EXTRAIT DU DOCUMENT →
###
Il y a trois ans, lorsque ses parents lui ont appris la vérité sur sa conception par insémination artificielle, elle fut passablement désespérée d’ignorer une partie de ses racines. Et puis elle s’est consolée en découvrant qu’elle partageait son père biologique avec JoEllen Marsh, une jeune fille de 15 ans.

Répertorié comme «donneur 150», leur père biologique a donné son sperme à la «California Cryobank». Grâce au Donor Sibling Registry, accessible sur le Net, ces deux demi sœurs ont pu se retrouver. Elles appartiennent à un nouveau type de modèle familial composé d’enfants nés d’un même donneur anonyme de sperme qui tentent de se retrouver. Des démarches grandement facilitées par l’usage d’internet.

Wendy Kramer, la fondatrice, il y a cinq ans, du premier site consacré à de telles recherches, en a eu l’idée suite au vécu de son fils Ryan né précisément par procréation artificielle. Devenu adolescent, il a accepté l’idée de ne jamais connaître l’identité de son père mais s’est montré bien déterminé à savoir, en revanche, s’il partageait des frères et sœurs fruits du même donneur.

Dans le monde, il se trouve des milliers de Ryan. Le site créé par sa mère pour l’aider dans ses démarches a, depuis, fait des petits. Aux Etats-Unis (où l’anonymat des donneurs est garanti, alors que dans plusieurs pays européens, la loi permet leur traçabilité), la seule information concernant le père génétique se résume au numéro donné par la banque du sperme. Dans le cas de Ryan, il s’agissait du donneur 1058 qui a permis huit naissances.

Jusqu’à présent, seule une mère de deux de ses deux sœurs l’a contacté en lui disant qu’elle n’apprendrait jamais à ses filles que leur père n’était pas leur concepteur. Ryan ne désespère pas de retrouver ses cinq autres frères et sœurs biologiques.

Selon Wendy Kramer, parmi les 7000 personnes enregistrées par ses soins, 1500 sont déjà parvenues à «élargir» leur famille. Le record d’élargissement a réuni douze mères et leurs seize enfants conçus par «Fairfax Donor 647».

Si, aux Etats-Unis, connaître ses demi-frères et sœurs motive les recherches du père biologique, en Suisse romande s’ajoute à cette curiosité la crainte d’éventuels mariages consanguins. Un psychiatre lausannois confirme qu’il a suivi des patients obnubilés par l’éventualité de tomber amoureux d’un demi frère ou d’une demi sœur dans un réservoir de population restreint.

En Suisse, la Loi sur la procréation médicalement assistée, la LPMA (art 27), en vigueur depuis le 1er janvier 2001, spécifie que l’enfant à sa majorité peut connaître, s’il le désire, l’identité du donneur. Toutefois, le recours en paternité contre le donneur est exclu. Le père légal de l’enfant est l’époux de sa mère (art 23).
###
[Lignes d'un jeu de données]

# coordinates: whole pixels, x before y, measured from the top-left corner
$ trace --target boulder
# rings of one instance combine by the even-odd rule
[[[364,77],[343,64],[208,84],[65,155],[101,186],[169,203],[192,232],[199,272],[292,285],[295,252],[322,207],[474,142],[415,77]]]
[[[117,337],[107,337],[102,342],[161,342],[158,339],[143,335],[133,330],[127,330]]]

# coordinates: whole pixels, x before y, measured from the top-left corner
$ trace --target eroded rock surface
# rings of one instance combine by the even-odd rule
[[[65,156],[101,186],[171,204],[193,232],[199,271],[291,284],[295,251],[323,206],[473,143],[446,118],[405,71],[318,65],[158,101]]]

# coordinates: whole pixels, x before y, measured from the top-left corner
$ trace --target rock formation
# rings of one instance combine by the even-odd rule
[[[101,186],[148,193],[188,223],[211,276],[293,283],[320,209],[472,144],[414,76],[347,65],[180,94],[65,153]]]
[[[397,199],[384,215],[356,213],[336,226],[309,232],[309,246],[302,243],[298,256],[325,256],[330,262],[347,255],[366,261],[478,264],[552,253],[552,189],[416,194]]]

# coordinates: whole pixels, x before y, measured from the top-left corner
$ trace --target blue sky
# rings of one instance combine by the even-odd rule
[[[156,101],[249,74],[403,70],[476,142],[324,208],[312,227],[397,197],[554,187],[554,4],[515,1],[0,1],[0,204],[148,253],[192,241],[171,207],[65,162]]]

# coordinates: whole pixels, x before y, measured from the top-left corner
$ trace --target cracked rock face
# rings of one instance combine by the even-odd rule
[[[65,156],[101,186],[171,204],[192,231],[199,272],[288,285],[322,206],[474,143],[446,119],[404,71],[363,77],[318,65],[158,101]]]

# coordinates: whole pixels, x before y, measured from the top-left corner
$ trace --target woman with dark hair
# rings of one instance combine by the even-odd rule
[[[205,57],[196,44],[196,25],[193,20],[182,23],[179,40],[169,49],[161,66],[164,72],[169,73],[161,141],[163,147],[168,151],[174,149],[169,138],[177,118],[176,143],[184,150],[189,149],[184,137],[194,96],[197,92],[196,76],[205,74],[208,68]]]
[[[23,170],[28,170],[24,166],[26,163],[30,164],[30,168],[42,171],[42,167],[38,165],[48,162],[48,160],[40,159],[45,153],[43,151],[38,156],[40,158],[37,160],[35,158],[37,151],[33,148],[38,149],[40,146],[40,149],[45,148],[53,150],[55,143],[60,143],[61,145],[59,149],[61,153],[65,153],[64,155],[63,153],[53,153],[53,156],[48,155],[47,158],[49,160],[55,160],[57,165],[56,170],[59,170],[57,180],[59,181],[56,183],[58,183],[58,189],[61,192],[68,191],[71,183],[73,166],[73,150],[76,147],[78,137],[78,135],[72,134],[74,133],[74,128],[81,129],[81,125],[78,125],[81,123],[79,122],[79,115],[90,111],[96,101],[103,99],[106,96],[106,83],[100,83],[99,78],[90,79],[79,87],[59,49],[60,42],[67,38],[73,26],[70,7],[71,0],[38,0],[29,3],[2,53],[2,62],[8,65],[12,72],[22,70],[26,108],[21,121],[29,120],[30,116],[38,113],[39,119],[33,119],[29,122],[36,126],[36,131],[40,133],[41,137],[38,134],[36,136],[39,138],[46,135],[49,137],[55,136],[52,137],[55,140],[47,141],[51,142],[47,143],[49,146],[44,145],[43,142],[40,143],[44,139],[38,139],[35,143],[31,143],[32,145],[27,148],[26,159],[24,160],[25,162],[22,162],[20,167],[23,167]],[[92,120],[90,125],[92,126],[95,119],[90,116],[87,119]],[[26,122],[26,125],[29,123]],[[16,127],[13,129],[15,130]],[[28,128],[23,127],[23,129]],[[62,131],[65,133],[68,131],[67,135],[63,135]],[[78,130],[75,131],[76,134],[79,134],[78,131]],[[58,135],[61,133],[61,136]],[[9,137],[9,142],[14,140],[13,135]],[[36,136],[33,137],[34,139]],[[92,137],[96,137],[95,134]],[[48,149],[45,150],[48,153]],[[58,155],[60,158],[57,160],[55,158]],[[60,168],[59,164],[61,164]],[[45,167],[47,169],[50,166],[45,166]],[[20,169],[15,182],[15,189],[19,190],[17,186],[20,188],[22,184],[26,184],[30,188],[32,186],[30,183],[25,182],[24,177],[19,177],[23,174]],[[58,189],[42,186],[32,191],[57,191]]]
###
CONSIGNE →
Répondez, s'il vous plaît, à ces questions sur l'extrait sur les enfants de donneurs :
(a) Sous quel numéro le donneur à l'origine de la naissance de Ryan était-il connu ?
(b) Selon Wendy Kramer, combien de personnes enregistrées sont déjà parvenues à « élargir » leur famille ?
(c) Depuis quelle date la LPMA est-elle en vigueur en Suisse ?
Les lignes ci-dessus forment un matériau distinct de l'extrait sur les enfants de donneurs.

RÉPONSE →
(a) Le donneur 1058.
(b) 1500 personnes.
(c) Depuis le 1er janvier 2001.